(Records of labeled points)
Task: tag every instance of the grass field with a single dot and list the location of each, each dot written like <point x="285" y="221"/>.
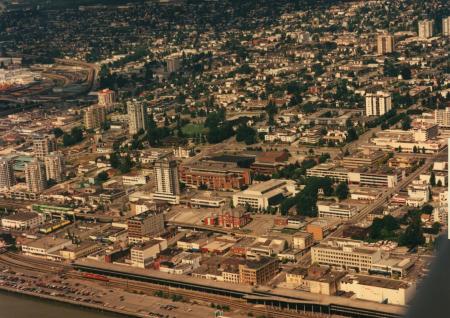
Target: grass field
<point x="192" y="130"/>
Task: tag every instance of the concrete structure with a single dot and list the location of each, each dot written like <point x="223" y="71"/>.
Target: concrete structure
<point x="377" y="289"/>
<point x="43" y="145"/>
<point x="143" y="254"/>
<point x="442" y="117"/>
<point x="137" y="116"/>
<point x="346" y="254"/>
<point x="145" y="224"/>
<point x="47" y="247"/>
<point x="215" y="175"/>
<point x="7" y="178"/>
<point x="23" y="220"/>
<point x="425" y="29"/>
<point x="107" y="97"/>
<point x="35" y="176"/>
<point x="302" y="240"/>
<point x="258" y="272"/>
<point x="54" y="166"/>
<point x="378" y="104"/>
<point x="167" y="182"/>
<point x="356" y="255"/>
<point x="446" y="26"/>
<point x="262" y="195"/>
<point x="94" y="116"/>
<point x="365" y="158"/>
<point x="385" y="44"/>
<point x="336" y="210"/>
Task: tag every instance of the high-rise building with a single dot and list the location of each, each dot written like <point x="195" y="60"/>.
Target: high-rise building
<point x="94" y="116"/>
<point x="106" y="97"/>
<point x="442" y="117"/>
<point x="137" y="116"/>
<point x="385" y="44"/>
<point x="426" y="29"/>
<point x="54" y="166"/>
<point x="378" y="104"/>
<point x="166" y="180"/>
<point x="173" y="64"/>
<point x="7" y="178"/>
<point x="446" y="26"/>
<point x="43" y="145"/>
<point x="149" y="223"/>
<point x="35" y="176"/>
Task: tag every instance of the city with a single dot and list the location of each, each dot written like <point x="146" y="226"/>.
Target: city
<point x="179" y="158"/>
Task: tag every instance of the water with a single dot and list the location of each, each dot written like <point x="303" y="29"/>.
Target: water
<point x="18" y="306"/>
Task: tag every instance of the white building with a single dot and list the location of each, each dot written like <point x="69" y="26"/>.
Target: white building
<point x="7" y="178"/>
<point x="377" y="289"/>
<point x="137" y="116"/>
<point x="426" y="29"/>
<point x="378" y="104"/>
<point x="35" y="176"/>
<point x="167" y="182"/>
<point x="446" y="26"/>
<point x="260" y="196"/>
<point x="385" y="44"/>
<point x="54" y="166"/>
<point x="144" y="253"/>
<point x="336" y="210"/>
<point x="23" y="220"/>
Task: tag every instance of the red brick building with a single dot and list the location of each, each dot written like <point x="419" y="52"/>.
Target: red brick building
<point x="233" y="218"/>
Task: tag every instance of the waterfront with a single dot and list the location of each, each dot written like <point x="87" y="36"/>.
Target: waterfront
<point x="18" y="306"/>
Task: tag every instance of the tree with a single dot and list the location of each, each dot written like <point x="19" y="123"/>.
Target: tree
<point x="342" y="191"/>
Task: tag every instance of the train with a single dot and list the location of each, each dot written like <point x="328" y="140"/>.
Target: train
<point x="96" y="277"/>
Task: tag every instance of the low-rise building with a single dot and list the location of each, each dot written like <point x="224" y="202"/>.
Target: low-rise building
<point x="23" y="220"/>
<point x="377" y="289"/>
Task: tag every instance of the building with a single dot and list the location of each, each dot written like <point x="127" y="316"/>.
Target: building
<point x="167" y="182"/>
<point x="137" y="116"/>
<point x="377" y="289"/>
<point x="94" y="116"/>
<point x="145" y="224"/>
<point x="106" y="97"/>
<point x="336" y="210"/>
<point x="442" y="117"/>
<point x="75" y="251"/>
<point x="47" y="247"/>
<point x="258" y="272"/>
<point x="446" y="26"/>
<point x="345" y="254"/>
<point x="43" y="145"/>
<point x="54" y="167"/>
<point x="426" y="29"/>
<point x="35" y="176"/>
<point x="365" y="158"/>
<point x="215" y="175"/>
<point x="7" y="178"/>
<point x="23" y="220"/>
<point x="262" y="195"/>
<point x="302" y="240"/>
<point x="144" y="253"/>
<point x="385" y="44"/>
<point x="173" y="63"/>
<point x="378" y="103"/>
<point x="233" y="218"/>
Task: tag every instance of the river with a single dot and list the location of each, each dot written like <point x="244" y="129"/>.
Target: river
<point x="17" y="306"/>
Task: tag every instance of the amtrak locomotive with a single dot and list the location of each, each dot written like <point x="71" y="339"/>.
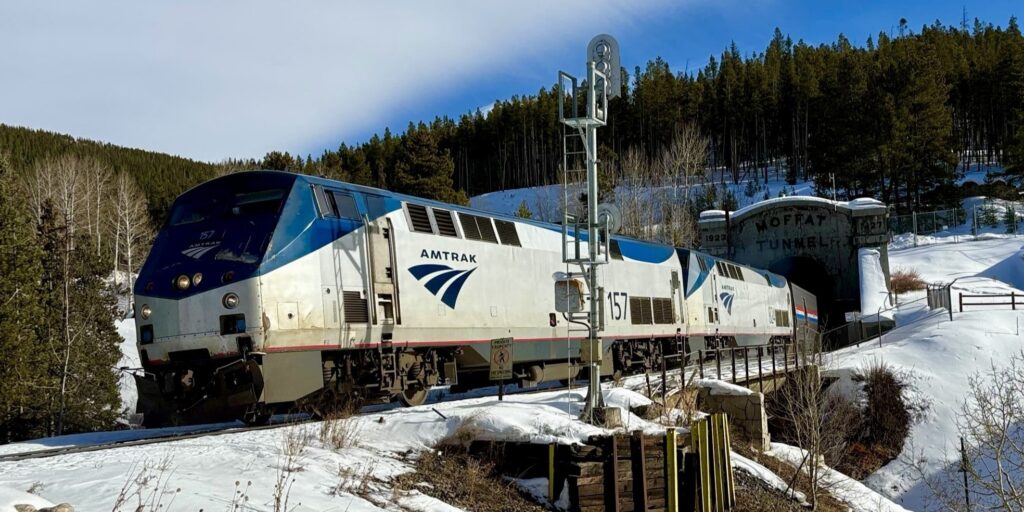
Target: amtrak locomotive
<point x="269" y="291"/>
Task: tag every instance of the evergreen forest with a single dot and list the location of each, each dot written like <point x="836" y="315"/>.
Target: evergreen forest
<point x="897" y="117"/>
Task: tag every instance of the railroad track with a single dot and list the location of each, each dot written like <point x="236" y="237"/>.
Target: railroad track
<point x="177" y="436"/>
<point x="44" y="454"/>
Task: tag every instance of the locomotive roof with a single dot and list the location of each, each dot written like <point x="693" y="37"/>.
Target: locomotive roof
<point x="428" y="202"/>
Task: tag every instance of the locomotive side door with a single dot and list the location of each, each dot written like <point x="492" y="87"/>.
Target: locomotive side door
<point x="384" y="281"/>
<point x="383" y="276"/>
<point x="346" y="268"/>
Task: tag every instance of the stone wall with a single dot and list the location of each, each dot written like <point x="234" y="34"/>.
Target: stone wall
<point x="747" y="413"/>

- What you will do: Recast everything from the line containing "Task: tag every instance of the railroad" down to the end of the listing as a JSON list of strings, one string per line, with blank lines left out.

- Output below:
[
  "Task: tag every instance of the railroad track with a single dot and list the location of each, each dot written like <point x=\"236\" y=\"237\"/>.",
  "Target: railroad track",
  "<point x=\"177\" y=\"436\"/>",
  "<point x=\"44\" y=\"454\"/>",
  "Task: tag every instance of the locomotive roof with a single dot and list the location of each, each dot written like <point x=\"693\" y=\"37\"/>.",
  "Target: locomotive roof",
  "<point x=\"428\" y=\"202\"/>",
  "Task: tag every instance of the locomotive side door with a single dot and list the location of each, each dot written like <point x=\"492\" y=\"87\"/>.",
  "Target: locomotive side door",
  "<point x=\"384\" y=\"281\"/>",
  "<point x=\"383\" y=\"276\"/>",
  "<point x=\"346\" y=\"268\"/>",
  "Task: tag every instance of the stone wall with a single dot and list the location of each, each dot written like <point x=\"234\" y=\"34\"/>.",
  "Target: stone wall",
  "<point x=\"747\" y=\"413\"/>"
]